简短任务 A: 请把下面这段扩展KMP题解一字不差地完整重新输入一遍。

题意:
给定母串S和子串T,在母串中找子串的所有后缀匹配次数乘于其对应的出现次数,最终将结果加起来输出。
思路:
同时翻转母串S和子串T,这样子匹配后缀就变为匹配前缀。匹配前缀就可以使用扩展KMP,最终将Ex[i]*(Ex[i]+1)/2求和就是答案。
C++代码:
#include<bits/stdc++.h>
using namespace std;
const int maxn = 1000010;
const int mod = 1e9+7;
void Rev ( char *s )
{
int len = strlen(s);
for ( int i=0,j=len-1 ; i<j ; i++,j-- )
swap ( s[i] , s[j] );
}
void GetNext ( char *s , int *Next )
{
int c = 0,len = strlen(s);
Next[0] = len;
while( s[c]==s[c+1]&&c+1<len ) c++;
Next[1] = c;
int po = 1;
for ( int i=2 ; i<len ; i++ )
{
if ( Next[i-po]+i<Next[po]+po )

简短任务 B: 请把下方条目中的几行放进一个JSON字符串列表，每行对应一个字符串，空行不计。范围从含有“Dear assistant, the user would like the player's nose”的那一行开始，一直到含有“[0,0,693,724]”的那一行为止，首尾两行都要包括，其余各行不要列入。

数据:
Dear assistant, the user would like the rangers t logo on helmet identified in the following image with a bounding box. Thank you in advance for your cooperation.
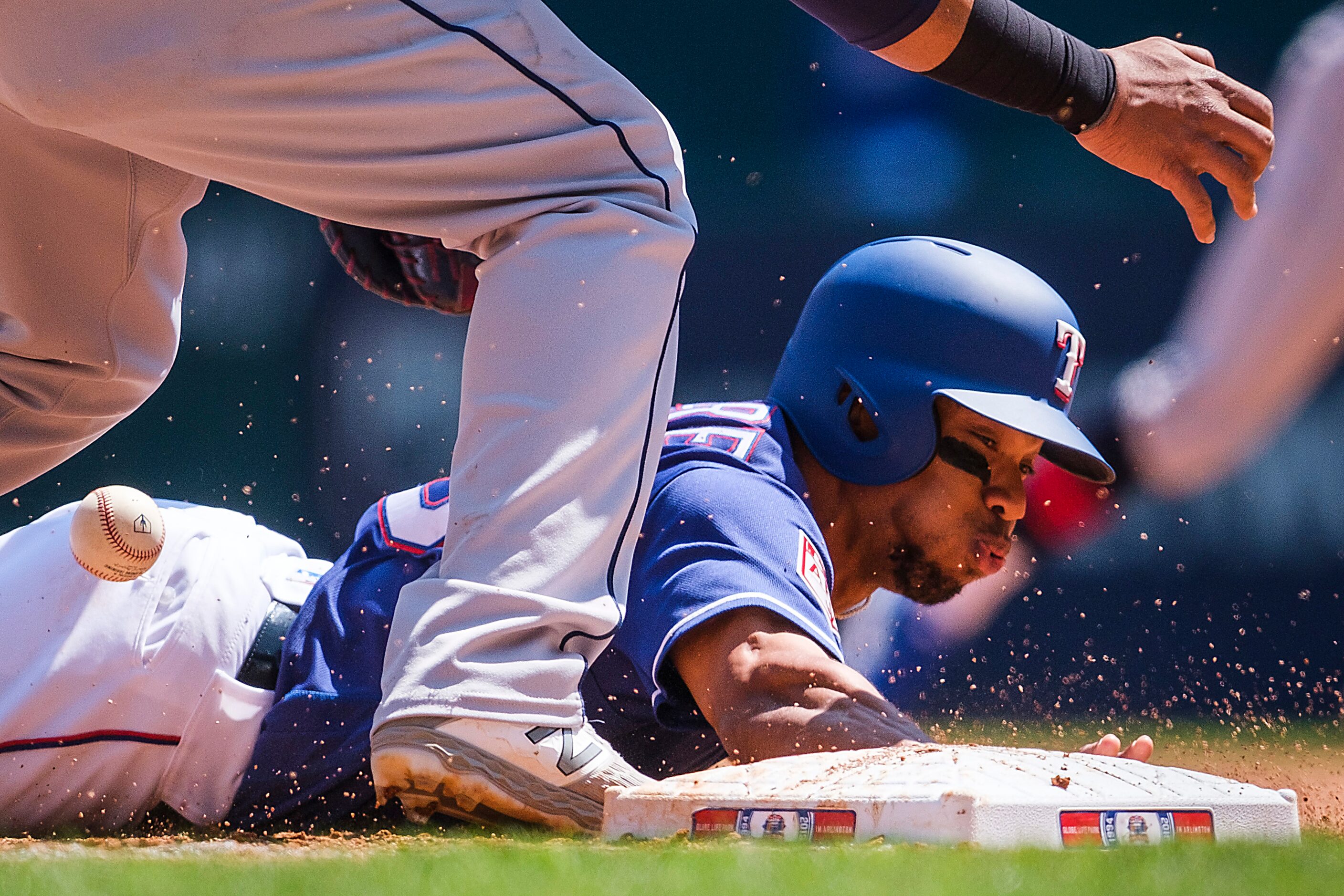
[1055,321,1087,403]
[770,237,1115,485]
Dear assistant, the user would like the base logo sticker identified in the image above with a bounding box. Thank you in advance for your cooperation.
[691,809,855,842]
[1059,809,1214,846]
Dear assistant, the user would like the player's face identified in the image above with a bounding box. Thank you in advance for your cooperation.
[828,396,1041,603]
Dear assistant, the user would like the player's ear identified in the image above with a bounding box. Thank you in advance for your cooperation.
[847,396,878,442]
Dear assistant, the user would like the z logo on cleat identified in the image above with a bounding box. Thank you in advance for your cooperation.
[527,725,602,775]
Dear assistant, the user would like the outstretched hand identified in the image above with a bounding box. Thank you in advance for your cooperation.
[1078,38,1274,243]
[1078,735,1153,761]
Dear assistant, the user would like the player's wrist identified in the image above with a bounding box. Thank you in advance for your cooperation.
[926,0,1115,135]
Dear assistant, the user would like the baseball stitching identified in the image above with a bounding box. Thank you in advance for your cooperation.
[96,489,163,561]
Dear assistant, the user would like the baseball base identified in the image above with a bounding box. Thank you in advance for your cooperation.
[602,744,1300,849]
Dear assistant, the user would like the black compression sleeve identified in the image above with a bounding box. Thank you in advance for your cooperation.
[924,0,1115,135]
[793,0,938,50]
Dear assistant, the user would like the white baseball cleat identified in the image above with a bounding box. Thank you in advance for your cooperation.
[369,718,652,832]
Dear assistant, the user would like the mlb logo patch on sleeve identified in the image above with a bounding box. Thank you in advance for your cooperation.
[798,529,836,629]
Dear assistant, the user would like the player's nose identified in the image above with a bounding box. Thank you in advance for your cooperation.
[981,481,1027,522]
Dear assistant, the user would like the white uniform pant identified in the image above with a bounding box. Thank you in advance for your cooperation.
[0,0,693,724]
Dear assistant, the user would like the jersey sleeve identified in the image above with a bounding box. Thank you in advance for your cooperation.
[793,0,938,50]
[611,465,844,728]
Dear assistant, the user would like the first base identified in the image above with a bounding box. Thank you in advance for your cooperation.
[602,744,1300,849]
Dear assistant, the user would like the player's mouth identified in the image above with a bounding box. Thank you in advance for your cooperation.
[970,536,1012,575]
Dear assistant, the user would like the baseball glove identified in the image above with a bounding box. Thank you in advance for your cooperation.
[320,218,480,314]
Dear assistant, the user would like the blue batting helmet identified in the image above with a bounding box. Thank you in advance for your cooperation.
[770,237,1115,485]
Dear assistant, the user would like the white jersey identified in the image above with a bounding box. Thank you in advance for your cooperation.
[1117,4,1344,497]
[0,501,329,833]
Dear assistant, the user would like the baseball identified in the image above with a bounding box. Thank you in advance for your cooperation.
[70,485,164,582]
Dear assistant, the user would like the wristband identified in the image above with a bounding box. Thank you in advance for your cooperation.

回复 A:
题意:
给定母串S和子串T,在母串中找子串的所有后缀匹配次数乘于其对应的出现次数,最终将结果加起来输出。
思路:
同时翻转母串S和子串T,这样子匹配后缀就变为匹配前缀。匹配前缀就可以使用扩展KMP,最终将Ex[i]*(Ex[i]+1)/2求和就是答案。
C++代码:
#include<bits/stdc++.h>
using namespace std;
const int maxn = 1000010;
const int mod = 1e9+7;
void Rev ( char *s )
{
int len = strlen(s);
for ( int i=0,j=len-1 ; i<j ; i++,j-- )
swap ( s[i] , s[j] );
}
void GetNext ( char *s , int *Next )
{
int c = 0,len = strlen(s);
Next[0] = len;
while( s[c]==s[c+1]&&c+1<len ) c++;
Next[1] = c;
int po = 1;
for ( int i=2 ; i<len ; i++ )
{
if ( Next[i-po]+i<Next[po]+po )

回复 B:
[
  "Dear assistant, the user would like the player's nose identified in the image above with a bounding box. Thank you in advance for your cooperation.",
  "[981,481,1027,522]",
  "Dear assistant, the user would like the white uniform pant identified in the image above with a bounding box. Thank you in advance for your cooperation.",
  "[0,0,693,724]"
]